### Document text
IDENTITY: CLAIMING LEADERSHIP

“We are faithful; therefore we are not afraid.”

I have worked with women religious (nuns and sisters) for more than twenty-five years. Shortly after the publication of Leadership and the New Science in 1992, a colleague gave me great advice. He said that if I was interested in organizations that worked from a strong sense of values, as I’d written about, then I should be working with the military and nuns. At the time it seemed an outrageous mix, but it was absolutely true. (You have already read of my work with the Army Chief of Staff, and in later chapters, you’ll read two more stories that involve either the military or nuns.) What you read here are my personal descriptions and interpretations of events, not those of any of the sisters involved.

In 2012, acting on information gleaned from a doctrinal assessment, the Vatican exerted its patriarchal power in demanding that the Leadership Conference of Women Religious (LCWR) come into compliance with the doctrines of the Catholic Church. LCWR is the membership organization of sisters/nuns who lead the many orders and chapters of women religious in the United States. The Congregation for the Doctrine of the Faith (CDF) informed LCWR that “in order to implement a process of review and conformity to the teachings and discipline of the Church, the Holy See through the CDF will appoint an Archbishop delegate assisted by two bishops for review, guidance and, where necessary, approval of the work of LCWR.” From my perspective, the women were being told to surrender their autonomy and come into obedience under Vatican rule.

LCWR functions like most professional associations in what they offer to 1,200 leader-nun members: retreats, seminars, mentoring, advisement, publications, lobbying, and an annual assembly that focuses their leadership on the world’s most pressing needs. Just the titles of these assemblies are inspiring: Embracing the Mystery: Living Transformation; Leadership Evolving: Graced, Grounded & Free; Springs of the Great Deep Spring Forth: Meeting the Thirsts of the World.

I have spoken at two of these assemblies, most recently in 2016. The Vatican doctrinal assessment, with the Mandate for Implementation, seriously questioned the sisters’ explorations of new cosmology, homosexuality, Christ in the world, and their choice of some of the speakers at these assemblies. So from the start, I had somewhat of a personal interest in how LCWR would respond. But much more important, over the years, I had developed deep relationships with several of the LCWR members. It was pure privilege to be in the background, walking with them as they undertook a three-year journey with patriarchal abuse, a journey that ended well because of many influences, including the atmosphere created by Pope Francis of inclusion and dialogue and their own reliance on contemplation and prayer as they sought direction. LCWR’s journey was the steadiest and most enlightened embodiment of leading from integrity I have ever witnessed.

In late 2009, the Vatican began a different investigation of U.S. women religious, the Apostolic Visitation. All four hundred chapters or institutes of U.S. sisters were investigated by Vatican representatives (see Section Five: Perception, “A Tale of Two Stories”). These investigations began shortly after the revelations of the pedophilia scandals. As is common among leaders in trouble, they attempted to shift the spotlight off themselves and pivot attention onto the women. (The pedophilia scandals had already caused thousands of American Catholics who were still devoted to their faith to leave the official church and start home churches.)

### Stored data
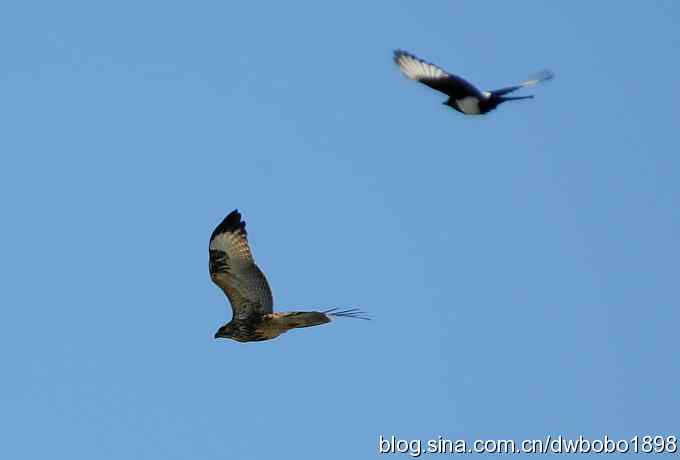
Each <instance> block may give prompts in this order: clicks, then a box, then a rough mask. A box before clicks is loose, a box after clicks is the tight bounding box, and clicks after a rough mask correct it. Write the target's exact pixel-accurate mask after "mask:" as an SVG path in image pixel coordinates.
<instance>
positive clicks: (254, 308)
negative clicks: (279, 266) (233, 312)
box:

### Exercise tasks
[A] According to the LCWR excerpt, how many leader-nun members does the organization serve?
[B] Reproduce the stretch of the LCWR excerpt from "In 2012, acting" through "under Vatican rule." word for word.
[C] Extend the LCWR excerpt onward from the point where it stops.
The listing is not needed for any of this work.

### Numbered answers
[A] 1,200

[B]
In 2012, acting on information gleaned from a doctrinal assessment, the Vatican exerted its patriarchal power in demanding that the Leadership Conference of Women Religious (LCWR) come into compliance with the doctrines of the Catholic Church. LCWR is the membership organization of sisters/nuns who lead the many orders and chapters of women religious in the United States. The Congregation for the Doctrine of the Faith (CDF) informed LCWR that “in order to implement a process of review and conformity to the teachings and discipline of the Church, the Holy See through the CDF will appoint an Archbishop delegate assisted by two bishops for review, guidance and, where necessary, approval of the work of LCWR.” From my perspective, the women were being told to surrender their autonomy and come into obedience under Vatican rule.

[C]
Why the men in power ever thought this would work shows how blind they were: They believed they could act with total power and impunity when it came to the women of the church.


There were two separate investigations, aimed at different levels. The first series of investigations (described in Section Five) involved all women religious in the United States, more than 50,000 nuns and sisters. The second move by the Vatican was to insist that the more than 1,200 leaders of nuns and sisters come into obedience and docilely submit to Vatican control. So it was that in April 2012, the Vatican turned attention to the LCWR: they issued a doctrinal assessment that included their plans, a Mandate for Implementation. The first display of their blinding arrogance was how they issued the mandate. In April, the Leadership of LCWR (composed of three presidents—past, present, future—working as one and also the executive director) were at the Vatican for their annual visit; these were regular yearly meetings between the many offices of the Vatican and LCWR to strengthen relationships between the sisters and the Church.

Their most significant meeting was with a cardinal and the Congregation for the Doctrine of the Faith (a title that gives me the shivers). In this meeting, an eight-page document was read to them. The first pages delineated the doctrinal assessment (their failings), and the second half described the Mandate for Implementation, laying out a five-year process to bring them into compliance (i.e., obedience) with Church doctrine. The document was severely critical of the work they had been doing, even saying they had not been living as faithful Catholics. The four women were completely blindsided by this—it had come with no warning. And before they even had left the chamber, the Vatican released the mandate to the United States Catholic Conference of Bishops website.

These two acts—intentionally surprising the leaders and releasing it immediately to the world—completely backfired. Why the Vatican thought they could go public (before the leadership of LCWR could inform their members) and not incite a reaction is nearly beyond belief, but very revealing. (There were many times in the ensuing three years when it felt to me as an observer that certain men in the Vatican would have preferred the good old days of the Inquisition. Seriously.)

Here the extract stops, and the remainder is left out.